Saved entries

-- Opening Marker --

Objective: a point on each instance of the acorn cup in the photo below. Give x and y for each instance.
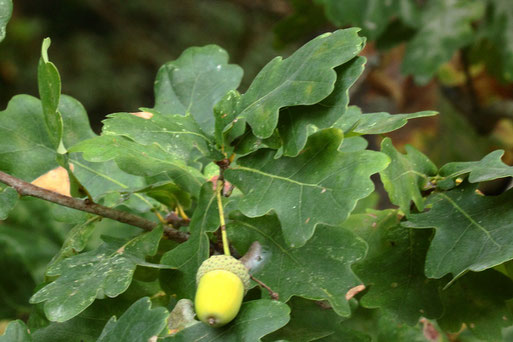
(222, 281)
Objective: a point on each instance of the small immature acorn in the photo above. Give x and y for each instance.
(222, 281)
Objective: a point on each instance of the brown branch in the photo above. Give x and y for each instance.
(274, 295)
(26, 189)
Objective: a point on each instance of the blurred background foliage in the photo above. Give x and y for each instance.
(455, 56)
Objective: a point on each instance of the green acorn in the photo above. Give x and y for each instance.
(222, 283)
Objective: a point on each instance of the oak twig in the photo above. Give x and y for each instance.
(27, 189)
(273, 294)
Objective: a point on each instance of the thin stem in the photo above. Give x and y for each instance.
(27, 189)
(182, 213)
(273, 294)
(219, 191)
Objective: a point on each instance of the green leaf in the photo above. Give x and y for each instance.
(138, 323)
(167, 193)
(49, 84)
(379, 123)
(489, 168)
(178, 135)
(371, 15)
(478, 300)
(24, 139)
(225, 113)
(307, 271)
(473, 232)
(80, 328)
(195, 82)
(406, 175)
(319, 178)
(16, 332)
(141, 160)
(188, 256)
(311, 322)
(296, 122)
(446, 26)
(76, 240)
(5, 15)
(394, 267)
(304, 78)
(255, 320)
(107, 270)
(8, 199)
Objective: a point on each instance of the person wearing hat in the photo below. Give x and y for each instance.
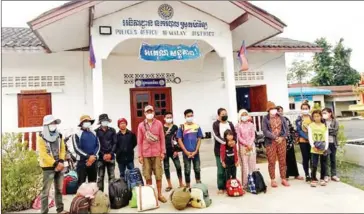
(52, 153)
(106, 158)
(275, 130)
(152, 149)
(126, 142)
(87, 147)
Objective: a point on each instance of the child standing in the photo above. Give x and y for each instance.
(318, 136)
(229, 155)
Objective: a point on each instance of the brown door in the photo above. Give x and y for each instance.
(31, 110)
(258, 98)
(159, 98)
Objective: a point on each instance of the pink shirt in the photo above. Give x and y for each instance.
(147, 148)
(246, 133)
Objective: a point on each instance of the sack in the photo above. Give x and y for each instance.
(80, 205)
(119, 194)
(100, 204)
(234, 188)
(181, 197)
(134, 178)
(200, 196)
(251, 185)
(146, 198)
(88, 190)
(133, 200)
(259, 182)
(37, 204)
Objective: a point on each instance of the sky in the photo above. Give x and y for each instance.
(305, 20)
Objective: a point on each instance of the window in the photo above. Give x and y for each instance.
(292, 106)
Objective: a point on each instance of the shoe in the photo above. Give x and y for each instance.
(335, 178)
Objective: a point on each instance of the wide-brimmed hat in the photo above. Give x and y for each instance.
(84, 118)
(48, 119)
(104, 117)
(271, 105)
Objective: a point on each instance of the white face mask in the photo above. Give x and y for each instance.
(149, 116)
(86, 125)
(52, 127)
(169, 120)
(189, 119)
(104, 123)
(244, 118)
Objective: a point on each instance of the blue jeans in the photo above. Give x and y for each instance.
(124, 166)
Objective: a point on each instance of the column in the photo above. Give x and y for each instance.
(97, 86)
(230, 86)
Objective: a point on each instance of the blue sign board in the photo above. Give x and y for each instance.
(144, 83)
(166, 52)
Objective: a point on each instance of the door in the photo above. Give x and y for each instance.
(258, 98)
(31, 110)
(159, 98)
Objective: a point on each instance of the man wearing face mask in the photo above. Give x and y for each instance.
(275, 131)
(52, 153)
(87, 147)
(106, 159)
(152, 149)
(219, 127)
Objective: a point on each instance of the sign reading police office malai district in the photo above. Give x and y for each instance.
(164, 27)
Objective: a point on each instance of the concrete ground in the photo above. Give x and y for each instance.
(300, 197)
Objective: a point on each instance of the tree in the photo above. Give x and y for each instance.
(332, 66)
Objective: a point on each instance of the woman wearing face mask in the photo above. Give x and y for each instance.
(302, 123)
(246, 136)
(52, 153)
(219, 127)
(333, 126)
(275, 130)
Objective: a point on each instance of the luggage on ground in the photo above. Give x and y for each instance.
(100, 204)
(146, 198)
(119, 194)
(200, 196)
(234, 188)
(259, 182)
(133, 178)
(80, 205)
(180, 197)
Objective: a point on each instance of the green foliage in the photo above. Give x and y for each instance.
(332, 65)
(21, 174)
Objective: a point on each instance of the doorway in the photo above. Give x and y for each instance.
(159, 98)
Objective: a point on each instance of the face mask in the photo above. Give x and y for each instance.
(52, 128)
(244, 118)
(149, 116)
(86, 125)
(104, 123)
(189, 119)
(224, 118)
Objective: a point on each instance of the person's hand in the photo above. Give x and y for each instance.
(141, 160)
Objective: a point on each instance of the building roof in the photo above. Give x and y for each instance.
(19, 37)
(308, 91)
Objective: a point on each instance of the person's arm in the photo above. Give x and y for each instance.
(216, 133)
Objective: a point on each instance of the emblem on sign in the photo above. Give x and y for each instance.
(165, 11)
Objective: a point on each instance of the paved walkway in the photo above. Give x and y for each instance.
(300, 197)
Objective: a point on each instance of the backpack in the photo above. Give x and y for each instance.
(259, 182)
(234, 188)
(180, 197)
(200, 196)
(80, 205)
(133, 178)
(146, 198)
(100, 204)
(119, 194)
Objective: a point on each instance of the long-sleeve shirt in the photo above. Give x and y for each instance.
(246, 133)
(147, 148)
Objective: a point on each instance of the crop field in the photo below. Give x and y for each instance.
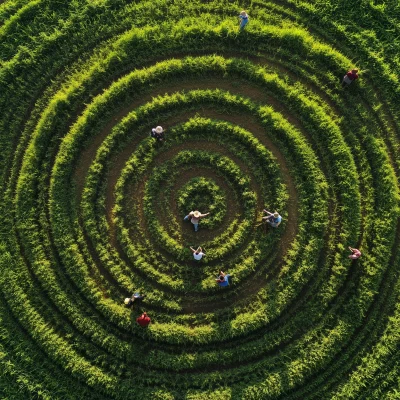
(93, 207)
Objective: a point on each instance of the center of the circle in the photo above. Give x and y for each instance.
(205, 195)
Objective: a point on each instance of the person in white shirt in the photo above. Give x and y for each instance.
(197, 254)
(195, 217)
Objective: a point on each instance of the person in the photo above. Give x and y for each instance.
(243, 19)
(223, 279)
(158, 134)
(143, 320)
(195, 218)
(274, 219)
(350, 77)
(197, 254)
(136, 297)
(355, 253)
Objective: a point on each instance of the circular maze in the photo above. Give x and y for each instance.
(93, 207)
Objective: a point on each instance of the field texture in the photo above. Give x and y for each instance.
(92, 207)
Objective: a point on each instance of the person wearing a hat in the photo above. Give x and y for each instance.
(274, 219)
(143, 320)
(195, 218)
(355, 253)
(197, 254)
(158, 134)
(243, 19)
(350, 77)
(136, 297)
(223, 279)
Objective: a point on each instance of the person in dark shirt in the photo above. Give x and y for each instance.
(355, 253)
(223, 279)
(350, 77)
(143, 320)
(158, 134)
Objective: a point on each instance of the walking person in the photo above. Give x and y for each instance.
(197, 254)
(349, 77)
(143, 320)
(355, 253)
(223, 279)
(136, 298)
(274, 219)
(195, 217)
(158, 134)
(243, 20)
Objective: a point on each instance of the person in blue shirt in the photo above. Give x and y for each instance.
(243, 19)
(223, 279)
(274, 219)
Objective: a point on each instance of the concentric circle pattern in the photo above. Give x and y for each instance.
(93, 207)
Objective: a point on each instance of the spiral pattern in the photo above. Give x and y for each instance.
(93, 207)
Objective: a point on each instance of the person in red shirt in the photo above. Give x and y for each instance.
(355, 253)
(143, 320)
(350, 77)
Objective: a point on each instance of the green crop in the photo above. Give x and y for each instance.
(92, 206)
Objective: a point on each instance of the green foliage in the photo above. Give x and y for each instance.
(93, 207)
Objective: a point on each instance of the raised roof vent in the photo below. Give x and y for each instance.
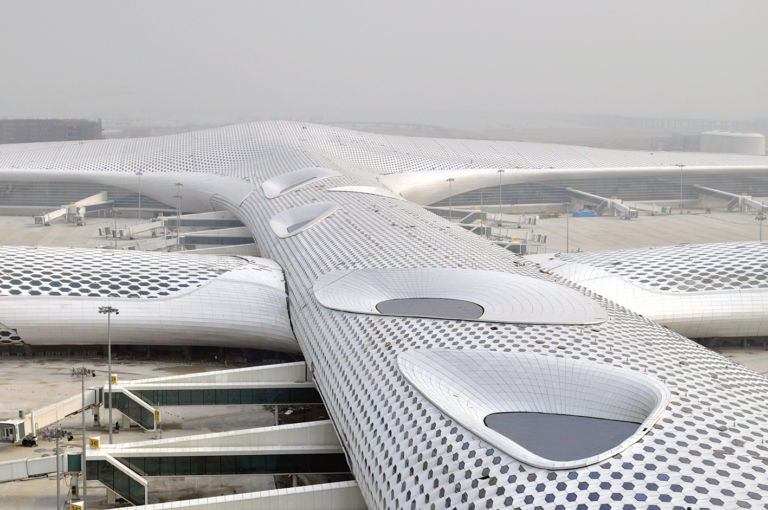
(545, 411)
(290, 181)
(368, 190)
(292, 221)
(462, 294)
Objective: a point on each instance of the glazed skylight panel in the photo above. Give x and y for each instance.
(89, 273)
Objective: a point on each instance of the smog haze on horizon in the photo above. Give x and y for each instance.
(219, 62)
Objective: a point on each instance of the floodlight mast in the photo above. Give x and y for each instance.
(109, 310)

-- Closing Marker --

> **WHAT YOU ARE ASKED TO DO**: Give the data above again exactly. Leave the pictures out.

> **RESULT**:
Objective: a point on each instance of the acorn cup in the photo below. Give x and y for each instance.
(222, 281)
Objective: a point on each instance of the small immature acorn in the photo above. Give x and y for each instance.
(222, 281)
Objective: a point on each instance of the brown branch in the photo above. Give x and y for each instance.
(274, 295)
(26, 189)
Objective: a point on each instance of the blurred background foliage in the photo above. Give x and y for each instance.
(455, 56)
Objective: a point on each instance of the green acorn in the photo above. Give x and y for each instance.
(222, 283)
Objective: a point on each instance of the oak twig in the photo above. Give x and y for each instance.
(27, 189)
(273, 294)
Objective: a point on each instance of the thin stem in the photo above. Give x and y for each instance.
(27, 189)
(182, 213)
(273, 294)
(219, 191)
Objective: a point on each instance of the green leaf in the photo above. Give x and y for each instance.
(138, 323)
(167, 193)
(49, 84)
(379, 123)
(489, 168)
(178, 135)
(371, 15)
(478, 300)
(24, 139)
(225, 113)
(307, 271)
(473, 232)
(80, 328)
(195, 82)
(406, 175)
(319, 178)
(16, 332)
(141, 160)
(188, 256)
(311, 322)
(296, 122)
(446, 26)
(76, 240)
(5, 15)
(394, 267)
(304, 78)
(255, 320)
(107, 270)
(8, 199)
Objective: a point on each instance of the person wearing hat in the photo below. Give x and y for each instance.
(52, 153)
(106, 158)
(275, 130)
(152, 149)
(126, 142)
(87, 147)
Objective: a point on each instance of the child standing in the photo above. Give x and y for each instance.
(318, 136)
(229, 155)
Objective: a point on each instance of the brown door in the photo above. Give x and y for each instance.
(31, 110)
(258, 98)
(159, 98)
Objective: a point on each instance of the pink shirt in the photo above. Give x and y for each instance.
(147, 148)
(246, 133)
Objective: a point on each instance of the sack in the photo above. Give x and y for each instance.
(80, 205)
(119, 194)
(100, 204)
(234, 188)
(181, 197)
(134, 178)
(200, 196)
(251, 185)
(146, 198)
(88, 190)
(133, 200)
(259, 182)
(37, 204)
Objective: a point on each instance of the sky in the photo above. Give x and y for each instance.
(305, 20)
Objective: a point on each instance of the window in the photo above. Give x and y for each instance.
(292, 106)
Objective: a point on each instance of the shoe in the photo above. Give x and y for each instance.
(335, 178)
Objective: a point on each instance of the wide-brimmed hat in the photo above. Give x and y for each instance.
(84, 118)
(48, 119)
(104, 117)
(271, 105)
Objective: a point on each instance of the white face mask in the photo above. Give x and y for each instance.
(149, 116)
(86, 125)
(52, 127)
(169, 120)
(189, 119)
(104, 123)
(244, 118)
Objective: a point on each instance of the blue jeans in the photo above. Give x and y for each instance.
(124, 166)
Objective: a point on each instance of the column in the photo above. Give x and y for each instance.
(97, 86)
(230, 86)
Objective: a point on each instance of the blue sign board in the photo above. Give x and y for each instance.
(144, 83)
(166, 52)
Objective: a point on each instance of the door in the photo above. Give x and y for each instance.
(258, 98)
(31, 110)
(159, 98)
Objective: a point on each instance of the man wearing face mask in the photo above. Give x and y for each instance.
(275, 131)
(52, 153)
(87, 147)
(106, 159)
(152, 149)
(219, 127)
Objective: a point on each instance of the sign reading police office malai district in the photo above. Give x and y for each instance.
(164, 27)
Objective: a point on each instance of the concrete ground in the photo above. Give x and y for each instance.
(300, 197)
Objective: a point on each instance of the tree in the photo above. Give x and y for each instance.
(332, 66)
Objective: a point on each instance of the woman wearing face mask in the photo above. Give x and y for each instance.
(302, 123)
(246, 136)
(52, 153)
(219, 127)
(333, 126)
(275, 130)
Objective: a point on each instance of the luggage on ground in the photo above. Give x and y for each instance.
(100, 204)
(146, 198)
(119, 194)
(200, 196)
(234, 188)
(259, 182)
(133, 178)
(80, 205)
(180, 197)
Objective: a point on each instance of the green foliage in the photo above. Give x and y for each instance.
(332, 65)
(21, 174)
Objective: a point on each instance of the doorway in the photo above. Give x and y for each instance.
(159, 98)
Objective: a point on each instance of the face mask in the photo above. Give x and y for each instance.
(52, 128)
(244, 118)
(149, 116)
(86, 125)
(104, 123)
(189, 119)
(224, 118)
Objective: a point on each instance of the person's hand in the photo above. Give x and y for each instance.
(141, 160)
Objective: a point on each instance of the building roof in the photo above. Give x and y for each instance.
(19, 37)
(308, 91)
Objective: a point on each instance of the person's arm in the photo above. Give x and y for each instance.
(216, 133)
Objective: a point on each instance of the emblem on sign in the photo above. Give x and y for each instance.
(165, 11)
Objective: a point on each instance of the paved walkway in the photo above. Give x and y for each instance.
(300, 197)
Objective: a point on each instance of the backpack in the photo above. Give x and y for each instance.
(259, 182)
(234, 188)
(180, 197)
(200, 196)
(80, 205)
(133, 178)
(146, 198)
(100, 204)
(119, 194)
Objective: a point on each instance of the long-sleeve shirt in the photo above. Give x and y for each instance.
(246, 133)
(147, 148)
Objective: a point on each instance of the crop field in the photo below. Give x and y for each instance.
(93, 207)
Objective: a point on each instance of the center of the circle in the photo above. Give x and y for each instance.
(205, 195)
Objective: a point on each instance of the person in white shirt in the photo above. Give x and y for each instance.
(197, 254)
(195, 217)
Objective: a point on each instance of the person in the photo above. Give x and y for each instance.
(243, 19)
(223, 279)
(158, 134)
(143, 320)
(195, 218)
(274, 219)
(350, 77)
(197, 254)
(136, 297)
(355, 253)
Objective: a point on each instance of the circular maze in the photo above. Give x and y for each instance.
(93, 207)
Objective: a point on each instance of the field texture in the photo above. Give x and y for each instance.
(92, 207)
Objective: a point on each instance of the person wearing a hat in the photo above. Give x and y for each instance.
(274, 219)
(143, 320)
(195, 218)
(355, 253)
(197, 254)
(158, 134)
(243, 19)
(350, 77)
(136, 297)
(223, 279)
Objective: a point on each instance of the person in dark shirt in the photo above. Give x and y for each instance.
(355, 253)
(223, 279)
(350, 77)
(143, 320)
(158, 134)
Objective: a point on each instance of the walking person in the photo above. Give x and y for each instance.
(197, 254)
(349, 77)
(143, 320)
(355, 253)
(223, 279)
(136, 298)
(274, 219)
(195, 217)
(158, 134)
(243, 20)
Objective: a point on each instance of the person in blue shirt in the photo above. Give x and y for each instance.
(243, 19)
(223, 279)
(274, 219)
Objective: a point on each instance of the concentric circle pattern in the photo above. Give x and y for each instance.
(93, 207)
Objective: a point on each instance of the spiral pattern in the photo above. Give x and y for each instance.
(93, 207)
Objective: a point on each instance of the person in red shirt in the photo above. Give x and y for each instance.
(355, 253)
(143, 320)
(350, 77)
Objective: a point on each instance of the green crop in the photo above. Give x and y for each instance.
(92, 206)
Objective: a point on each instance of the green foliage in the photo above. Give x and y for each instance.
(93, 207)
Objective: a point on each instance of the raised roof vent in the photo below. Give x and y for each instance.
(545, 411)
(290, 181)
(368, 190)
(292, 221)
(462, 294)
Objective: a point on each instance of the glazed skylight panel in the photo above. Give x and y for each instance.
(89, 273)
Objective: a point on each instance of the smog haze on horizon in the photo above. Give x and y for each instance.
(219, 62)
Objective: a point on each instance of the floodlight mast in the photo above. Give x and y for each instance.
(109, 310)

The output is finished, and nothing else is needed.